What to work on: Convert every item below into a two-column CSV headed instruction and points, one row per item. Put the item's text under instruction and its answer under points, each in a single quoted field with any line breaks replaced by spaces.

Supplied records:
☆ ☆ ☆ ☆ ☆ ☆ ☆

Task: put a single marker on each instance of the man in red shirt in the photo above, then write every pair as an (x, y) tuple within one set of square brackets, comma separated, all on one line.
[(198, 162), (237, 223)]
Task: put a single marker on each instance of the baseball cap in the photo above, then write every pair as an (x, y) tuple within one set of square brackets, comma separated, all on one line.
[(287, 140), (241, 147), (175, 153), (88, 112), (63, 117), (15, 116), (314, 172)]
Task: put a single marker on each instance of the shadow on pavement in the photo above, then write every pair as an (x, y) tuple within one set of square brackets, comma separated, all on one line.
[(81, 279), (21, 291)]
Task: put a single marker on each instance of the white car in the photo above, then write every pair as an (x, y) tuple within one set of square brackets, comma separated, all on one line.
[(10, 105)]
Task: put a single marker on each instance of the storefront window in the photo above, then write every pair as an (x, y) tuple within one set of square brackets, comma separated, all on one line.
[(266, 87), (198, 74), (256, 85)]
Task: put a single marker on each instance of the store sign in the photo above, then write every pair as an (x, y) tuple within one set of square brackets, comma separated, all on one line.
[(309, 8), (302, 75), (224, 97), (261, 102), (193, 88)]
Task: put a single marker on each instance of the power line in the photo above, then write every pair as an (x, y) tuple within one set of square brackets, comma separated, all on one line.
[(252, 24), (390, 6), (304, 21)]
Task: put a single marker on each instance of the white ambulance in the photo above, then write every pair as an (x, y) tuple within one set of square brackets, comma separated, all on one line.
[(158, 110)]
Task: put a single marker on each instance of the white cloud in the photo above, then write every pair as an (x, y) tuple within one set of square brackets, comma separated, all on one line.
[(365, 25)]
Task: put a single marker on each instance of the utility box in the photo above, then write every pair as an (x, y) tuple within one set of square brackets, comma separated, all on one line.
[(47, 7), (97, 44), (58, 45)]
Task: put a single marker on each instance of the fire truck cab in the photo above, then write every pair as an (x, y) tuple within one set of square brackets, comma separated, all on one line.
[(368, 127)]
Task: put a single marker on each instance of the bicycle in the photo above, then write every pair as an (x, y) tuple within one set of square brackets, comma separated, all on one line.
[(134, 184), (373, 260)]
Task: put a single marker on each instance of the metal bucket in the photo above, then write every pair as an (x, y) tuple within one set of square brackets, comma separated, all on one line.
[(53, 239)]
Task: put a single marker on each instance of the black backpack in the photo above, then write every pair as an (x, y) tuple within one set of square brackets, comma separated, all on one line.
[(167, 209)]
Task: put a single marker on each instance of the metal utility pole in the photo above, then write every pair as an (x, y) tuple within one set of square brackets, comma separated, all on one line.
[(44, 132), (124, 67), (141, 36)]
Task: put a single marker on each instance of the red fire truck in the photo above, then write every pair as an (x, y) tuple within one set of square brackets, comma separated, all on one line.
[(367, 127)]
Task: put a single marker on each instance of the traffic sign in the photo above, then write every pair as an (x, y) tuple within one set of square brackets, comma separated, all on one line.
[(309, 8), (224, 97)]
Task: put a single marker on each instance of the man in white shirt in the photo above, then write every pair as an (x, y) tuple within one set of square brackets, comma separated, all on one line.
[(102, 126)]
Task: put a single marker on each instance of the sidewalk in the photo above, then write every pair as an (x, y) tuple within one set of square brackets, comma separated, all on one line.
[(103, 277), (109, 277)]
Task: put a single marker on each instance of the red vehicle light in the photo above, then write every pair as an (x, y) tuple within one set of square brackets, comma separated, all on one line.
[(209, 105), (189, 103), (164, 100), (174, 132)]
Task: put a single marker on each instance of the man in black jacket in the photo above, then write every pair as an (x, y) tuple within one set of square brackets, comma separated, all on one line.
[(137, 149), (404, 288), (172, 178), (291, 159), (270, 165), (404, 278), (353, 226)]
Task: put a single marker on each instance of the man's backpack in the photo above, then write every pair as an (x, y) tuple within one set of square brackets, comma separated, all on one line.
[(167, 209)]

☆ ☆ ☆ ☆ ☆ ☆ ☆

Expected answer:
instruction,points
"Task: put a single marker on each instance of the man in red shirt in the photo above, then write every pair as an (x, y) tuple within one set of square brackets, comma separated, all on one line.","[(198, 162), (237, 223)]"
"Task: put a single marker on each instance of the baseball cap in the photo above, then write every pair as an (x, y) tuple within one set of square brackets, comma separated, all on one line.","[(287, 140), (241, 147), (175, 153), (88, 112), (63, 117), (15, 116), (314, 172)]"
"Task: put a single marker on each instance of the shadow on pavement in the photo above, then write every pair as an (x, y) tuple within one set of square brackets, comma separated, all on one line.","[(81, 279), (21, 291)]"
"Task: put a single marker on each instance of the white car in the photo above, then write every pair as an (x, y) tuple within one set of square brackets, comma separated, all on one line.","[(10, 105)]"
"Task: put a single marker on each instance of the storefront window in the photo above, then write every pair as an (x, y) tuple within one set of square brackets, comma separated, all on one line.","[(266, 87), (198, 74), (256, 85)]"
"Task: put a single marker on each instance of the store sign in the photo above, then write every pair as an (x, y) tuple within one set of square brackets, comma separated, all on one line.","[(309, 8), (302, 75), (224, 97), (261, 102), (193, 88)]"
"Task: put a single marker on each instance of the power line in the photo above, then write every pair as an (x, y) tuple within one set of square brackets, comma separated, all on one line.","[(252, 24), (390, 6), (304, 21)]"
"Task: put a single marker on each instance of the white ambulance in the photo above, then write every pair as an (x, y) tuple within one set of square brackets, comma separated, all on one line.","[(158, 110)]"
"Task: put a single marker on each instance of the white cloud in the photo above, then write every pair as an (x, y) tuple within one set of square brackets, comma separated, all on one line.","[(365, 25)]"
"Task: put a single marker on each instance of the utility box in the photo above, then write every pair as an (x, y) tuple within one set of square brackets, comma separated, all on one line.","[(47, 7), (97, 44), (58, 45)]"
"Task: put a single marker on each instance of the fire truck cab in the photo above, then write every pair as an (x, y) tuple within one set of square brackets, comma separated, all on one line.","[(368, 127)]"
"Task: put a single marker on each instance of the bicycle in the photo above, then write every pair as an (x, y) tuple within one set of square brackets, comma separated, all on one line.","[(134, 184), (373, 260)]"
"Task: put a single marker on each instance of the metal bucket in the photo above, then write every pair as an (x, y) tuple within one set of square brackets, comma separated, all on one line.","[(53, 239)]"
"Task: put a single marker on each instance of the black backpack in the photo above, then write every pair as an (x, y) tuple within one set of square brackets, comma separated, all on one line.","[(167, 209)]"
"Task: put a single marker on each instance of the metal utility pole in the photo above, then write every pair as an (x, y) tuple within one set of square brackets, comma separated, all on one line.","[(44, 132), (124, 67), (141, 36)]"
"Task: put a single marker on each instance of the red fire truck in the photo above, then write every pair as an (x, y) tuple within one set of square brackets, comma separated, all on one line.","[(367, 127)]"
"Task: put a single marker on each instance of the traffic sign in the photo above, then write every pair as an (x, y) tuple within one set of square brackets, comma separated, all on one line.","[(309, 8), (224, 97)]"
"Task: put a single marker on each instance of the man in white shirt in the photo above, then write every pair as an (x, y) tuple within one set of square brackets, comma separated, all on one line.","[(102, 126)]"
"Task: put a single marker on each instance of the sidewalk in the photo above, then write every pair as an (x, y) tuple within one set of square brackets, comma separated, all on one line.","[(103, 277), (109, 277)]"
"Task: put a single marker on each instance of the red vehicle light in the photo above, then write every pair as an (x, y) tuple within one set of square brackets, comma separated, all on one line.","[(209, 105), (189, 103), (164, 100), (174, 132)]"
"Task: put a single marker on each instance of the man in black jacket in the photo above, then write every pair as an (x, y) tuple within one set of square brackets, comma separated, all on one line.","[(137, 149), (404, 288), (172, 178), (291, 159), (270, 165), (404, 278), (353, 226)]"
"Task: put a single marker on each instance of the man's backpack in the photo above, then write every pair as an (x, y) tuple within one set of square brackets, comma separated, all on one line.","[(167, 209)]"